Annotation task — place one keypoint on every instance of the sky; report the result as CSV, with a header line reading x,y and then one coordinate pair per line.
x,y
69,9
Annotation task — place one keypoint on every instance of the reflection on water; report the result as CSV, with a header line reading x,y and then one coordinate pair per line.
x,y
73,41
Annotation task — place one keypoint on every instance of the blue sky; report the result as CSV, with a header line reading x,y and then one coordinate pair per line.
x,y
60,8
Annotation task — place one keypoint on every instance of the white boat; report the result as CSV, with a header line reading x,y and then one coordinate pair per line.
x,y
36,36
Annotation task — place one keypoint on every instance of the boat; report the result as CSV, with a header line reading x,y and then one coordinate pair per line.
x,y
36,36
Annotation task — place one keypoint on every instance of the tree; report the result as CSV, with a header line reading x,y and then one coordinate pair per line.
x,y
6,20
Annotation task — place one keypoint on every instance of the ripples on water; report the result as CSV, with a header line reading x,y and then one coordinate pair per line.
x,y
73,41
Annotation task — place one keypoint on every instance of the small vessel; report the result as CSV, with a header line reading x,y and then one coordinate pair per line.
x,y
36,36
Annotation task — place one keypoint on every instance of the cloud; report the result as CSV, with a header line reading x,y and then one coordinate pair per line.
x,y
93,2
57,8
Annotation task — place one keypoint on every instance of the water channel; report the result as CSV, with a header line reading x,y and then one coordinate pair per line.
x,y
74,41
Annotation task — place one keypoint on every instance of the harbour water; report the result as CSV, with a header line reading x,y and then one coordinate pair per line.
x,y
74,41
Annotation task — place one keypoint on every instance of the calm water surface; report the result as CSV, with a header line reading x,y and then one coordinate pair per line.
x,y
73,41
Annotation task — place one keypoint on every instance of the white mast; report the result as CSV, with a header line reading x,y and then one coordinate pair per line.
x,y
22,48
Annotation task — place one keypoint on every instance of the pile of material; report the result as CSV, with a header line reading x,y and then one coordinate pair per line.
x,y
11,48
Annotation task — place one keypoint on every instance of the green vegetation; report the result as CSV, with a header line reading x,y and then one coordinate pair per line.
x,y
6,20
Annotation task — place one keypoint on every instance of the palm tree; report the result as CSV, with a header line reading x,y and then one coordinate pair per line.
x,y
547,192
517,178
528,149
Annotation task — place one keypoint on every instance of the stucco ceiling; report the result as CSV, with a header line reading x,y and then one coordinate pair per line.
####
Reproduce all of the lines above, word for word and in the same order.

Annotation task — place one keypoint on every instance of the sky; report the result as CSV, with a header line reading x,y and then one coordinate pair per line.
x,y
69,9
Annotation task — place one keypoint on every instance of the reflection on water; report the result as CSV, with a header line reading x,y and then one coordinate pair per line.
x,y
73,41
Annotation task — place one keypoint on every instance of the blue sky; report the result as CSV, with a header line reading x,y and then one coordinate pair per line.
x,y
60,8
Annotation task — place one keypoint on every instance of the white boat; report the result as CSV, with a header line reading x,y and then one coordinate pair per line.
x,y
36,36
Annotation task — place one keypoint on every instance of the boat; report the result as CSV, with a header line reading x,y and then one coordinate pair per line.
x,y
36,36
Annotation task — place one keypoint on every instance of the tree; report the result as CSV, with a header line reading x,y and then one coordinate pair per line.
x,y
6,20
Annotation task — place one keypoint on every instance of the ripples on water; report the result as CSV, with a header line reading x,y and then one coordinate pair per line.
x,y
73,41
Annotation task — place one keypoint on every instance of the small vessel; report the result as CSV, with a header line reading x,y and then one coordinate pair per line.
x,y
36,36
Annotation task — place one keypoint on every instance of the cloud; report the result as CSV, with a header line reading x,y and then one coordinate pair per line.
x,y
93,2
57,8
Annotation task — place one keypoint on every instance of the water channel; report the result as CSV, with a header line reading x,y and then one coordinate pair per line.
x,y
74,41
Annotation task — place one keypoint on every instance of the harbour water; report the result as CSV, with a header line reading x,y and then one coordinate pair per line.
x,y
74,41
Annotation task — place one keypoint on every instance of the calm water surface; report the result as CSV, with a header line reading x,y and then one coordinate pair per line.
x,y
73,41
Annotation task — place one keypoint on every instance of the white mast; report the result as CSV, with a header line reading x,y and then one coordinate pair per line.
x,y
22,48
Annotation task — place one keypoint on every instance of the pile of material; report the result as CSV, with a header line reading x,y and then one coordinate pair per line.
x,y
11,48
Annotation task — place one keypoint on every instance of the green vegetation; report the result as CSV, with a header line reading x,y and then one coordinate pair per line.
x,y
6,20
Annotation task — place one keypoint on every instance of the palm tree; report the result as CSV, with a header line reading x,y and then one coordinate pair per line.
x,y
547,192
517,178
528,149
Annotation task — place one keypoint on every instance of the stucco ceiling; report the result as CSV, with a header line reading x,y and then one coordinate pair per line.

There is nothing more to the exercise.